Selected text:
────────────────

Pundits far and wide are hailing the end of the period of big data babble, hyperbole and bullshit and are looking forward to an epoch of practical, tangible and verifiable Big Data success stories.

Gartner themselves came out some time ago and declared that Big Data was no longer in the hype cycle. Some took this as a sign that the Big Data bullshit bonanza was over, others were more cynical and suspected a highly orchestrated ruse, a move to the next level in the game plan.

But does this new attitude towards Big Data really ring true?

Accompanying this apparent bold openness, frankness and humility in the ranks of the rehabilitated Big Data bullshit babblers there is an awful lot of what appears to be ‘more of the same’. Or as the people of Thailand might say, “same, same, but different”.

As some of you might know, I am the administrative owner of The Big Data Contrarians community group on LinkedIn, and even I was somewhat taken aback by a recent piece by Bernard Marr entitled 20 Stupid Claims About Big Data. So much so that I wrote a fairly complimentary comment on LinkedIn about it. The thing is, even as a posted it I was thinking to myself “you’ll be sorry”.

Today I read yet another Big Data ‘reformation’ piece on LinkedIn Pulse, this time from Matthew Reaney and with the compelling title of The 5 Myths of Big Data.

Call me naïve, call me illusory, and a believer in humankinds need for basic decency, but I frequently have the idea that praising moderately acceptable behaviour leads to even more good behaviour. But it was not to be, and as fast as one could say ‘what the hell is going on here?’ back came a surfeit of astroturfed Big Data bananas – from all directions – bigger, brasher and more bogus than ever before.

Make no mistake, Big Data hype hasn’t gone away, it has become more subtle, more cunning and even more misleading.

────────────────

Items:

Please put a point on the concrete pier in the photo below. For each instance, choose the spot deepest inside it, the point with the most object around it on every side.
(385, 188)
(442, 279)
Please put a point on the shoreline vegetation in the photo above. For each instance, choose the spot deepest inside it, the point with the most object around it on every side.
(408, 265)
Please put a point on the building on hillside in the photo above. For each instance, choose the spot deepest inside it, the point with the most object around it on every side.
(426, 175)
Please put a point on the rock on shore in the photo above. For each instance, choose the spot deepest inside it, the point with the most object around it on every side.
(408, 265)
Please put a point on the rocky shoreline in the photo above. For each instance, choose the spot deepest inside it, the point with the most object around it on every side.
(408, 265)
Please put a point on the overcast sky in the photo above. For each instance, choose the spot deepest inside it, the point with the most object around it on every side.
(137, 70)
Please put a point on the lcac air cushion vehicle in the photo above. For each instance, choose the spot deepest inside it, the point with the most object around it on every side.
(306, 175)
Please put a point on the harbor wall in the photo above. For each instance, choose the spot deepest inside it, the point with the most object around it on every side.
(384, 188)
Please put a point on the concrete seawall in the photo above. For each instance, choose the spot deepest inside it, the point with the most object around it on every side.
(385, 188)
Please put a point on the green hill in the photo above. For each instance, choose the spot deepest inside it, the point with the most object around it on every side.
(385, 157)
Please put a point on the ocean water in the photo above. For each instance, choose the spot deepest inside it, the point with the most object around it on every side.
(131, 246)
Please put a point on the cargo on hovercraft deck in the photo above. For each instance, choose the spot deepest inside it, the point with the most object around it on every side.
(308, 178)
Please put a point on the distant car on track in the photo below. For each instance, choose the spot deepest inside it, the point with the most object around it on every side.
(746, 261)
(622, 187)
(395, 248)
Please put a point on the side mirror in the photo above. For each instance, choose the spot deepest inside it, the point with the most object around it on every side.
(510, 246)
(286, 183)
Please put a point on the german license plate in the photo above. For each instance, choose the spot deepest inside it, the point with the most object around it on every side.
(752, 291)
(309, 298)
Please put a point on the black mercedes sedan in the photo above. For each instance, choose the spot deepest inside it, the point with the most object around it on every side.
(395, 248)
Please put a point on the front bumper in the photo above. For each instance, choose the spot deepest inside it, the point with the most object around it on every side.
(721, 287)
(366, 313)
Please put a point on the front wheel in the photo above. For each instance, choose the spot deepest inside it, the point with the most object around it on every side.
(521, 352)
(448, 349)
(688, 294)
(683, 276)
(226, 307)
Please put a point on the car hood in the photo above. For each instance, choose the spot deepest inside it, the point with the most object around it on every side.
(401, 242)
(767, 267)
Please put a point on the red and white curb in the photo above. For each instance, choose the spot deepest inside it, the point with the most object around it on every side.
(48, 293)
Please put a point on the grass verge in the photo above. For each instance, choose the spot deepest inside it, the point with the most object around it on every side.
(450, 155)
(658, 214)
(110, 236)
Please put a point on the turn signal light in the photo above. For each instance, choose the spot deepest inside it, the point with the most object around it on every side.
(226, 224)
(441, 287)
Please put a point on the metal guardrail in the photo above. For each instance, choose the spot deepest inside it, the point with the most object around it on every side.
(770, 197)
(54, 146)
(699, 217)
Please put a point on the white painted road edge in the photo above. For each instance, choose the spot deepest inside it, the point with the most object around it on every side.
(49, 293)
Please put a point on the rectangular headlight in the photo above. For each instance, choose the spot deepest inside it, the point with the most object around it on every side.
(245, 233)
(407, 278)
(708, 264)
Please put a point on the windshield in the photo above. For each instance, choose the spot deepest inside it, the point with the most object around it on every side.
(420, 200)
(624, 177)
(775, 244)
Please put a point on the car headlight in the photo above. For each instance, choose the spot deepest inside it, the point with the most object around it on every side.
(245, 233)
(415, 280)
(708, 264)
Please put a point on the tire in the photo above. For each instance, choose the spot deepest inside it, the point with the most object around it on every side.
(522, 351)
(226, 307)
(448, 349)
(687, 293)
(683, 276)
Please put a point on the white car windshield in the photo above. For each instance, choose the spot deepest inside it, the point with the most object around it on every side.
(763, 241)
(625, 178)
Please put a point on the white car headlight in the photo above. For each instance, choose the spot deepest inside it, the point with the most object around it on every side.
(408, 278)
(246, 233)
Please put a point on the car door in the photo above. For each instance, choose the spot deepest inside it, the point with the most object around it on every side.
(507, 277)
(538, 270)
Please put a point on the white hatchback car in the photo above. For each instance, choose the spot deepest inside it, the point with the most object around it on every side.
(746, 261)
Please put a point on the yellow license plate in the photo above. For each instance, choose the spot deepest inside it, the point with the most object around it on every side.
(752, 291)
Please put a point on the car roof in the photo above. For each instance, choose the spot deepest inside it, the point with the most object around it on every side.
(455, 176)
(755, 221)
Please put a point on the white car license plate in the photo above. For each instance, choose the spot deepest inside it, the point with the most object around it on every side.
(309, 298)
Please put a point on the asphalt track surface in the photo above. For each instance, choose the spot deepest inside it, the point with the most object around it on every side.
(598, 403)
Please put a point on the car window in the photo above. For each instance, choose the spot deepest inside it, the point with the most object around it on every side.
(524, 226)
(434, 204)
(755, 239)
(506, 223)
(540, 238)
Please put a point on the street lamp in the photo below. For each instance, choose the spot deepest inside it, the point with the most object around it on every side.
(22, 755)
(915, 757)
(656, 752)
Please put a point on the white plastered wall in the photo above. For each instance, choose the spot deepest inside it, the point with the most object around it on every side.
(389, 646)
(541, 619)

────────────────

Actions to take:
1 - In the piece on Big Data hype, how does the passage starting with "Call me naïve, call" and going on through "even more misleading." read if you swap "bananas" for "nonsense"?
2 - Can you condense the paragraph of the piece on Big Data hype that begins "Gartner themselves came out" into a short list that keeps its main facts?

Exercise responses:
1 -
Call me naïve, call me illusory, and a believer in humankinds need for basic decency, but I frequently have the idea that praising moderately acceptable behaviour leads to even more good behaviour. But it was not to be, and as fast as one could say ‘what the hell is going on here?’ back came a surfeit of astroturfed Big Data nonsense – from all directions – bigger, brasher and more bogus than ever before.

Make no mistake, Big Data hype hasn’t gone away, it has become more subtle, more cunning and even more misleading.

2 -
- Gartner declared some time ago that Big Data was no longer in the hype cycle.
- Some read this as a sign that the Big Data bullshit bonanza was over.
- Others, more cynical, suspected a highly orchestrated ruse, a move to the next level in the game plan.